AIM OF THE EXERCISE>
Resume the forum discussion below about relying on dogs as home alarms, continuing right after its final line.

TEXT PASSAGE>
◆ ◆ ◆ ◆
Thats exactly how life is in the Kozmo household with (both male) a 4 yo Ger Shep. and a 6 yo yel. lab.

All I want is the buzzer to go off; I'll handle the encounter with Mr. Badguy...
(And with extreme prejudice.)


----------



## dcs2244 (Jan 29, 2004)

Too right, Koz! I have always valued my dogs above myself (...not above humanity, but as children): they are my wards...I am responsible for their life safety, they are responsible for the ALARM! I'll handle the defense issue from there. 

I apologize for flying off the handle and not making a salient point...this subject is just too important for emotional BS like my earlier post...


----------



## creeperjeep (Jan 12, 2006)

Im not trying to be a dick but something doesnt sound right about training your dog to be aggressive, but maybe its just me.
I do agree with obedience training.
Id rather know that my dog isnt going to eat someone.
It might turn out to be a bad thing when your dog mauls the mailman because he came near your house, but I cant speak for your dog, 
I just wanted to throw my 2 pennines in the mix.


----------



## dcs2244 (Jan 29, 2004)

Creeper, good post (unlike my original...)...dog will do what dog will do...no need to set them up for failure by training them to be wicked aggressive.


----------



## jasonbr (Feb 9, 2006)

Thanks dcs. No problem here.
◆ ◆ ◆ ◆
DATA>
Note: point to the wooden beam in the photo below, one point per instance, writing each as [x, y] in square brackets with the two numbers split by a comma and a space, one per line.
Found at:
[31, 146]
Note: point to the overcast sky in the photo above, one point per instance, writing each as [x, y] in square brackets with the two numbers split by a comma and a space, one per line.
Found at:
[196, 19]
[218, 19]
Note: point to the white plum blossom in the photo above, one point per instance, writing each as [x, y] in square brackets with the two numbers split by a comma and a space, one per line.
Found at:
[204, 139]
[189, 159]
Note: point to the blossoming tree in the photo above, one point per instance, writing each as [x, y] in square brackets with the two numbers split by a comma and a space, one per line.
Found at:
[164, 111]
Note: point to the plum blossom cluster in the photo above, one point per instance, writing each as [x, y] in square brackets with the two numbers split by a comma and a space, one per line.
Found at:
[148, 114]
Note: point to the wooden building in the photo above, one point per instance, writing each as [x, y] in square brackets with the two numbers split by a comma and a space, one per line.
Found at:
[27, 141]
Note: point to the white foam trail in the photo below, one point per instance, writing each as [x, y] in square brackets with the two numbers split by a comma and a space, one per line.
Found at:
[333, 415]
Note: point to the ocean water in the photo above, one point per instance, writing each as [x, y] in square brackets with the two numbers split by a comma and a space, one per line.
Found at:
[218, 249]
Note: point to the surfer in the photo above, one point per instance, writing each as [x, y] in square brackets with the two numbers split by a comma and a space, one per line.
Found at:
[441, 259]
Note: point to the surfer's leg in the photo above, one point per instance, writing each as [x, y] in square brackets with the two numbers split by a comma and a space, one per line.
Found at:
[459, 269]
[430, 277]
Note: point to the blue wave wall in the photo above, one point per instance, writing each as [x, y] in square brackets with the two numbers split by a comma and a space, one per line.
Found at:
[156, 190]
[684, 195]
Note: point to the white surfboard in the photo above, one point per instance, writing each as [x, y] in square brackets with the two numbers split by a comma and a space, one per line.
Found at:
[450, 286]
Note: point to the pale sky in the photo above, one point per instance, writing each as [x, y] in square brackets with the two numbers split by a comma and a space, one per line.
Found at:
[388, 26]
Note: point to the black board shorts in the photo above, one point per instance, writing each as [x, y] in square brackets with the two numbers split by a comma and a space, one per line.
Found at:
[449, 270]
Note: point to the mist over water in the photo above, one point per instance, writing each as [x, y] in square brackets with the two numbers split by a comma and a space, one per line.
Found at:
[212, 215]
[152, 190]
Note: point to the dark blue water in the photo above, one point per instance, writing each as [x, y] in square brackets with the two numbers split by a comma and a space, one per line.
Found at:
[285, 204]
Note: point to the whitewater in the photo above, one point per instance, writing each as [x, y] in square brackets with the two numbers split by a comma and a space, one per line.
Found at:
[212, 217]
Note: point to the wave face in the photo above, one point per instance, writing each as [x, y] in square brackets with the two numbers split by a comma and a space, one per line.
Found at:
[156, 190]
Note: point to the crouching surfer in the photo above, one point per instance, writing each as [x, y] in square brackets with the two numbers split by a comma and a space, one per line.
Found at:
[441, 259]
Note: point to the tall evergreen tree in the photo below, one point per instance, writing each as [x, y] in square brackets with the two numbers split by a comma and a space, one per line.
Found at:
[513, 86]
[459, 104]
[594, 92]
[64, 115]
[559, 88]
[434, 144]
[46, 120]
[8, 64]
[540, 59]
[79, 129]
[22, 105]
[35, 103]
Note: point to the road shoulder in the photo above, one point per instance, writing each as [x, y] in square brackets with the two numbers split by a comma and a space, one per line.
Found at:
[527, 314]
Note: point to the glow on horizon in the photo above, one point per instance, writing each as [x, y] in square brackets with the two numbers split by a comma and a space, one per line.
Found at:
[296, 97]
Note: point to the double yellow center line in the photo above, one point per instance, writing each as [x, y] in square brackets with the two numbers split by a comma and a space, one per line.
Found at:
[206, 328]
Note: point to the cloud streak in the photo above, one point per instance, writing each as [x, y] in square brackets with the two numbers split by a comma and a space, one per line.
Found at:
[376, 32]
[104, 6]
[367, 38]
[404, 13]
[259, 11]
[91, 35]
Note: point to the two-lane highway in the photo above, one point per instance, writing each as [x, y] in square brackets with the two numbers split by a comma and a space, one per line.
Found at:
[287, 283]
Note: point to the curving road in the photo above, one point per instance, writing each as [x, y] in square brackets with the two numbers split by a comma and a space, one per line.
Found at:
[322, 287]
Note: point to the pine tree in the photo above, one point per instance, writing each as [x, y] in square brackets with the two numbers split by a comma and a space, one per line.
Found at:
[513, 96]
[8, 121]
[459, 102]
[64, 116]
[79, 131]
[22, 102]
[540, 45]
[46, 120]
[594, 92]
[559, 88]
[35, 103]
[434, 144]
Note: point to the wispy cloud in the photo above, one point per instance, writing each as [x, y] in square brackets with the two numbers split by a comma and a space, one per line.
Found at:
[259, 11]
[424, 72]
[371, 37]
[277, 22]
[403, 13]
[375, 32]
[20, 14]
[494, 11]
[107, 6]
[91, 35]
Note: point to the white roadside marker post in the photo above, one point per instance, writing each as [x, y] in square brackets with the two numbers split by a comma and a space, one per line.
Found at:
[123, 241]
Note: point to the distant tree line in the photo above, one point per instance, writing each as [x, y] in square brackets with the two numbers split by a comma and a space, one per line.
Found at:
◆ ◆ ◆ ◆
EXERCISE ANSWER>
Bullmastiff's aren't really good watchdogs. They don't have much of a drive to protect property. It's not uncommon for a Bullmastiff to allow a BG entry to the house - however when the BG goes to leave, the bullmastiff will subdue him (bred to do so with sheer size rather than biting) and keep the BG subdued until its' owner gets home. (BM's were bred to subdue poachers until the wardon arrived)

If the dog senses a threat to his owner however, all bets are off.

I only wanted to do "light protection training". I simply want to give the dog an idea of the mosty efficient and effective way to do its job - if the need ever arose.


----------



## dcs2244 (Jan 29, 2004)

Jasonbr,

Sorry, I'm just a sentimental old fart....Mastiffs are wonderful dogs...good luck with your guy! I just believe that the dog will protect you (to a point) without training...sorry, I just believe it's my job to protect the dog...just me, I'm not a K9 guy, for obvious reasons.

Dave.


----------



## jasonbr (Feb 9, 2006)

dcs2244 said:


> Jasonbr,
> 
> Sorry, I'm just a sentimental old fart....Mastiffs are wonderful dogs...good luck with your guy! I just believe that the dog will protect you (to a point) without training...sorry, I just believe it's my job to protect the dog...just me, I'm not a K9 guy, for obvious reasons.
> 
> Dave.


I'd always try my best to protect my dog, after all, i am pack leader . Just makes things easier if he helps....


----------



## federal officer (Jan 1, 2006)

Cute huh !!


----------



## federal officer (Jan 1, 2006)

and if either of those two dont due the trick i'll use my back up plan 
the in-house demon !!!!


----------



## KozmoKramer (Apr 25, 2004)

My kinda dog Fed! A real beauty... Looks similiar to my Apollo.

I got a couple of those in-hose destructors myself and It's taken my wife and I
4 years to convince em the jelly goes IN the mouth... I feel yer pain... Cute Kid!


----------



## jasonbr (Feb 9, 2006)

Good lookin dog! I'm not sure if it's because that the dog is closer to the camera than you - but it's head looks HUGE!


----------



## federal officer (Jan 1, 2006)

Koz, funny story but its not jelly its my wifes make-up !!! lol funny huh

and jason she is that big great dog cant wait to get her a friend !!


----------



## dan7728 (Jul 20, 2004)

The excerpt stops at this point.